■ To do: Reproduce the passage on TMJ disorders and facial pain word for word, from "Bruxism means excessive teeth grinding" up to and including "of the condition.".
[[ Text under study open ]]
TMJ DISORDERS AND FACIAL PAIN

Do you experience pain in your face, jaw, neck, shoulder area or around your ears? Headaches or jaw pains? These can be the symptoms of TMJ disorders or teeth grinding. We do take a detailed clinical history and make a personalized treatment plan to treat this very modern day problem.

Bruxism

Bruxism means excessive teeth grinding or jaw clenching occuring either during sleep or while awake. Bruxism is a common behavior bothering most of the adults and youths.  Symptoms of bruxism may be minimal, without patient awareness of the condition.
[[ Text under study closed ]]
[[ Record set open ]]
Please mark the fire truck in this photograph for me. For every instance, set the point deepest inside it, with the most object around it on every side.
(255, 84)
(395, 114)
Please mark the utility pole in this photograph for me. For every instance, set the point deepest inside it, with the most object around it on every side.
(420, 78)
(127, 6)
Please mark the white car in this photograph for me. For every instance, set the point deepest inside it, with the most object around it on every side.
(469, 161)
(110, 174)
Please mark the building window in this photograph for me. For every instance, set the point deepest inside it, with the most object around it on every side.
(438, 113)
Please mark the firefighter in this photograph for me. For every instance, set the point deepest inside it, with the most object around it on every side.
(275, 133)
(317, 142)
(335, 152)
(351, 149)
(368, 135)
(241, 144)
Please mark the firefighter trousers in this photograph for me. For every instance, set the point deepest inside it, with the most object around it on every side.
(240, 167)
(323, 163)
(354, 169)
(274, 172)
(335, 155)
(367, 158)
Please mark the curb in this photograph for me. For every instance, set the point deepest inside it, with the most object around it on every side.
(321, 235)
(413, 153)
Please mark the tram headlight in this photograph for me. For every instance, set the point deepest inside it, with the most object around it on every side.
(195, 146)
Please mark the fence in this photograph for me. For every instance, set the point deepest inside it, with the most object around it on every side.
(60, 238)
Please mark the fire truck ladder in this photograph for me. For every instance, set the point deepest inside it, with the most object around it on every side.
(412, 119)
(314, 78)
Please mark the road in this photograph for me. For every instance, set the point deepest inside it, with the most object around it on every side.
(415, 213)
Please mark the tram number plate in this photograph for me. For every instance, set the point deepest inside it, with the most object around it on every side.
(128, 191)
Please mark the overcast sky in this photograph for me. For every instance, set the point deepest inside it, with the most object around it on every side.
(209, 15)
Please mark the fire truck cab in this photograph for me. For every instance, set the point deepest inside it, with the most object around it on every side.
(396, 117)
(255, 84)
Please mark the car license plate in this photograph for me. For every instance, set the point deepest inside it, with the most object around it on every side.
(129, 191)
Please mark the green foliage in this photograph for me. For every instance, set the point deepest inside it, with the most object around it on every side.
[[ Record set closed ]]
■ Written answer:
Bruxism means excessive teeth grinding or jaw clenching occuring either during sleep or while awake. Bruxism is a common behavior bothering most of the adults and youths.  Symptoms of bruxism may be minimal, without patient awareness of the condition.